### Records to process:

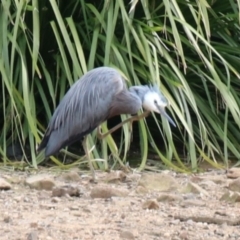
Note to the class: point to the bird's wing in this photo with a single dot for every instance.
(84, 107)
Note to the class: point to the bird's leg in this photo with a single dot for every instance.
(85, 147)
(131, 120)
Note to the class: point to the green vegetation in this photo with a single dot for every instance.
(189, 48)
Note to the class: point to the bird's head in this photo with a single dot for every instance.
(154, 101)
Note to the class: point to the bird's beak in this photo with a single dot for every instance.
(163, 112)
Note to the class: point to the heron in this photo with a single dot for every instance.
(97, 96)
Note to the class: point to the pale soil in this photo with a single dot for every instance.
(34, 214)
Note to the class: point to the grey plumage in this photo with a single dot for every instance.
(97, 96)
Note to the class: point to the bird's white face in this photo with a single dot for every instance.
(155, 102)
(152, 102)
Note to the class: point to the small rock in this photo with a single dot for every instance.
(7, 218)
(233, 173)
(107, 192)
(230, 196)
(40, 182)
(56, 199)
(194, 188)
(235, 185)
(126, 235)
(4, 185)
(18, 198)
(150, 204)
(190, 203)
(165, 197)
(71, 176)
(217, 179)
(69, 190)
(32, 236)
(74, 208)
(116, 176)
(141, 190)
(158, 182)
(33, 225)
(184, 235)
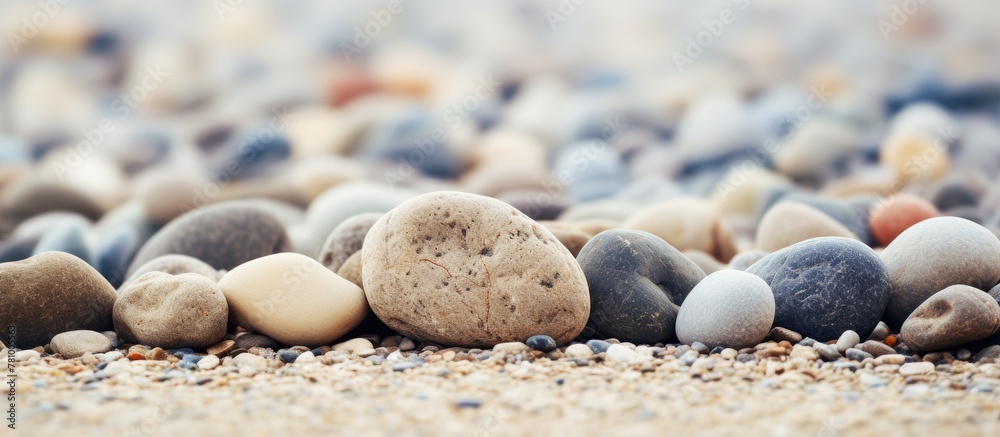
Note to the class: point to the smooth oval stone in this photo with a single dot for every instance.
(346, 239)
(953, 316)
(177, 265)
(171, 311)
(687, 224)
(897, 214)
(467, 270)
(788, 223)
(52, 293)
(293, 299)
(745, 259)
(729, 308)
(224, 236)
(825, 286)
(115, 254)
(75, 344)
(636, 281)
(934, 254)
(70, 236)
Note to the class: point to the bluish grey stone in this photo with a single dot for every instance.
(636, 283)
(825, 286)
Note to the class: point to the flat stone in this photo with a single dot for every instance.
(935, 254)
(825, 286)
(910, 369)
(728, 308)
(488, 273)
(171, 311)
(52, 293)
(953, 316)
(293, 299)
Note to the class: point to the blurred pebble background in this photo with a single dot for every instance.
(117, 117)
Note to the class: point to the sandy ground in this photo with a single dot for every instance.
(507, 395)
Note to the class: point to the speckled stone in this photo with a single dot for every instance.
(467, 270)
(825, 286)
(728, 308)
(636, 283)
(176, 265)
(52, 293)
(171, 311)
(788, 223)
(223, 236)
(346, 239)
(74, 344)
(935, 254)
(951, 317)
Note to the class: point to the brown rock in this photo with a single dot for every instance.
(467, 270)
(52, 293)
(953, 316)
(171, 311)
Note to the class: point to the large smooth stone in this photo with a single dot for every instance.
(636, 282)
(728, 308)
(825, 286)
(346, 239)
(951, 317)
(293, 299)
(934, 254)
(788, 223)
(896, 214)
(687, 224)
(224, 235)
(52, 293)
(467, 270)
(171, 311)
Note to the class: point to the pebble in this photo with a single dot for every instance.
(621, 354)
(636, 282)
(252, 340)
(176, 265)
(171, 311)
(293, 299)
(51, 293)
(223, 347)
(542, 343)
(250, 360)
(935, 254)
(910, 369)
(825, 286)
(579, 350)
(74, 344)
(346, 239)
(487, 273)
(787, 223)
(898, 213)
(223, 235)
(510, 348)
(598, 346)
(728, 308)
(953, 316)
(687, 224)
(857, 354)
(847, 340)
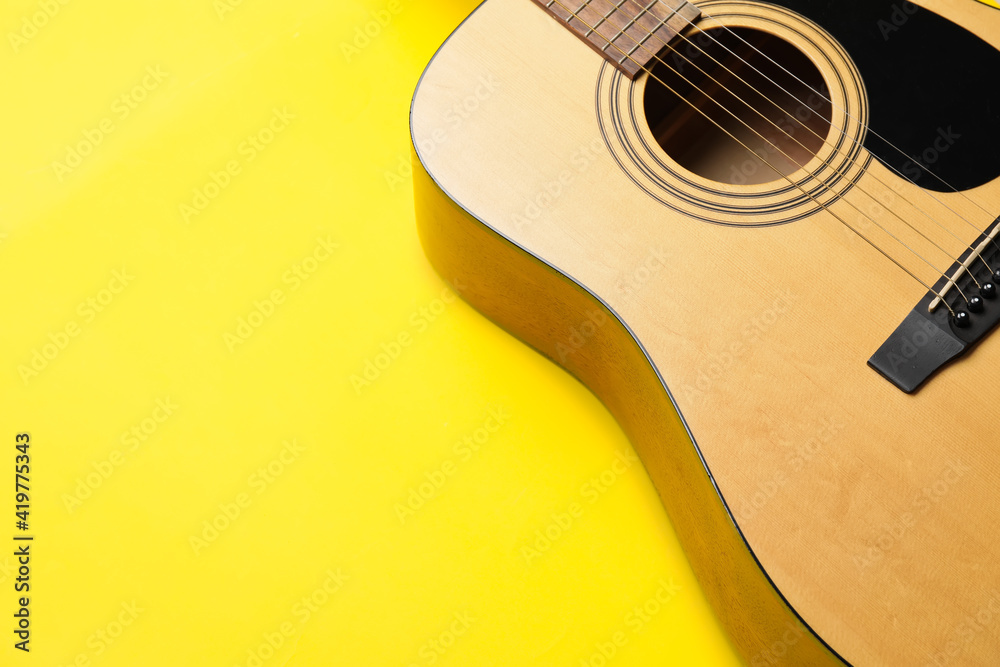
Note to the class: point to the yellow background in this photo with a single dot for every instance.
(117, 578)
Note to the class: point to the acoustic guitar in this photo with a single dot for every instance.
(765, 236)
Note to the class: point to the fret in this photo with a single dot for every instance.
(626, 33)
(604, 18)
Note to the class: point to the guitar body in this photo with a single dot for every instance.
(726, 323)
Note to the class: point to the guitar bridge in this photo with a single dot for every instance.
(933, 335)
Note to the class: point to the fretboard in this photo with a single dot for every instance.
(628, 33)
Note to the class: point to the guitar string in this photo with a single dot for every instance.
(575, 15)
(796, 119)
(898, 172)
(790, 135)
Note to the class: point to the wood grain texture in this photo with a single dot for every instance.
(870, 511)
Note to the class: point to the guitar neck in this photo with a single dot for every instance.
(627, 33)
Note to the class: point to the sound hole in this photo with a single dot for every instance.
(779, 112)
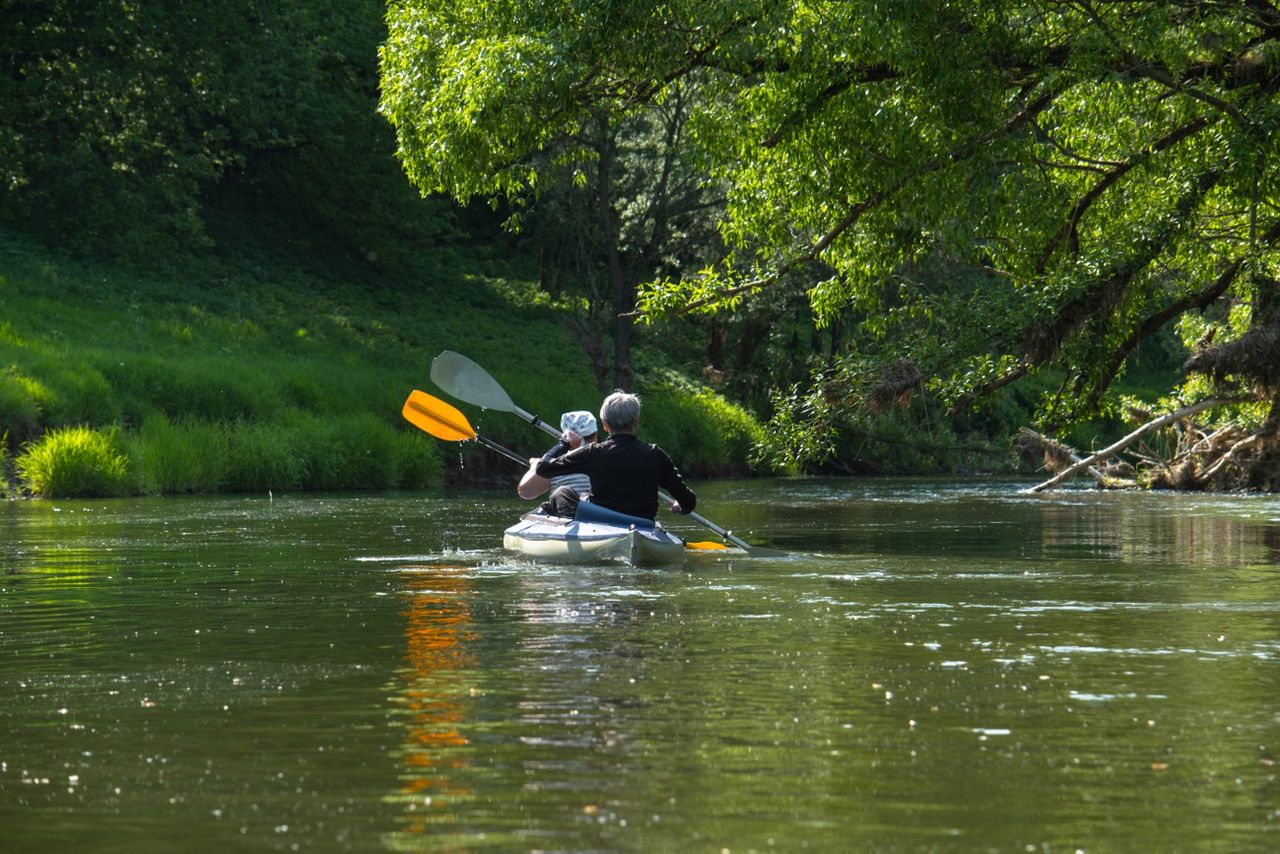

### Task to complete:
Copy all of the material above verbatim, omitting the pictures.

### Answer:
Note to the class: point to the bird's wing in this photo with a single dot for every instance.
(84, 107)
Note to the class: point to the bird's leg in this photo with a single dot for every instance.
(85, 147)
(131, 120)
Note to the class: point to the green vegetation in this photo with a single dot for every instance.
(189, 48)
Note to the class: point to the bird's head in this photo with a single dot for every instance.
(154, 101)
Note to the class: point to the bird's beak in this photo with a single dot for every instance.
(163, 112)
Note to the class: point to the heron in this photo with a single dot for every instance.
(97, 96)
Note to the class: point to the pale soil in this photo with a single dot for every instance.
(34, 214)
Note to the class: point to the grey plumage in this photo with a single dot for every instance.
(97, 96)
Note to the class: point to the bird's white face in this photo with a single dot for every instance.
(155, 102)
(152, 102)
Note to the class: point to the small rock in this photo with a single dot for every instance.
(7, 218)
(233, 173)
(107, 192)
(230, 196)
(40, 182)
(56, 199)
(194, 188)
(235, 185)
(126, 235)
(4, 185)
(18, 198)
(150, 204)
(190, 203)
(165, 197)
(71, 176)
(217, 179)
(69, 190)
(32, 236)
(74, 208)
(116, 176)
(141, 190)
(158, 182)
(33, 225)
(184, 235)
Note to the class: point to the smooth oval stone in this photo with a single dot for every instance.
(346, 239)
(953, 316)
(177, 265)
(171, 311)
(687, 224)
(897, 214)
(467, 270)
(788, 223)
(52, 293)
(293, 299)
(745, 259)
(729, 308)
(224, 236)
(825, 286)
(115, 254)
(75, 344)
(636, 281)
(934, 254)
(70, 236)
Note to the class: point to the bluish grey stone in this photo with a single dot for every instance.
(636, 283)
(825, 286)
Note to the class: point to the flat stone in this photo with a single dot for every instance.
(935, 254)
(825, 286)
(910, 369)
(728, 308)
(488, 273)
(171, 311)
(52, 293)
(953, 316)
(293, 299)
Note to the class: point to the blurred pebble background in this photo with a single dot for every instance.
(117, 117)
Note to the class: point to the sandy ground in this photo with a single dot for every instance.
(507, 395)
Note to the class: point to the speckled stone in this photo with a single dot for every instance.
(467, 270)
(825, 286)
(728, 308)
(636, 283)
(176, 265)
(52, 293)
(171, 311)
(788, 223)
(223, 236)
(346, 239)
(74, 344)
(935, 254)
(951, 317)
Note to the class: point to the brown rock in this photo with a single dot for every instance.
(467, 270)
(52, 293)
(953, 316)
(171, 311)
Note to the class: point to the large smooth stone in this photo with a single dot for every instance.
(636, 282)
(728, 308)
(825, 286)
(346, 239)
(951, 317)
(293, 299)
(934, 254)
(788, 223)
(896, 214)
(687, 224)
(224, 235)
(52, 293)
(467, 270)
(171, 311)
Note to the class: point to the pebble in this photo with a single dot for every instance.
(621, 354)
(636, 282)
(252, 340)
(176, 265)
(171, 311)
(293, 299)
(51, 293)
(223, 347)
(542, 343)
(250, 360)
(935, 254)
(910, 369)
(825, 286)
(579, 350)
(74, 344)
(346, 239)
(487, 273)
(787, 223)
(898, 213)
(223, 235)
(510, 348)
(598, 346)
(728, 308)
(953, 316)
(687, 224)
(857, 354)
(847, 340)
Note to the class: point to the yellow background in this photo with a single dot for every instance.
(117, 578)
Note to the class: point to the acoustic guitar in this photo with a single dot for every instance.
(765, 236)
Note to the class: point to the fret in this photo with a single dot for every instance.
(626, 33)
(604, 18)
Note to the class: point to the guitar body in this photo with a single dot for every instance.
(726, 323)
Note to the class: point to the guitar bridge in this photo with a single dot for every instance.
(933, 335)
Note to the class: point to the fretboard in this photo with a single dot for every instance.
(628, 33)
Note to the class: point to the guitar string in this photo with a single dot for every instance.
(575, 15)
(796, 119)
(898, 172)
(790, 135)
Note to the class: point to the wood grain texture in this photo with a single dot for every instance.
(870, 511)
Note to the class: point to the guitar neck in this photo with a single dot for every instance.
(627, 33)
Note to the class: point to the sound hole in this photo with a single dot for every instance.
(779, 112)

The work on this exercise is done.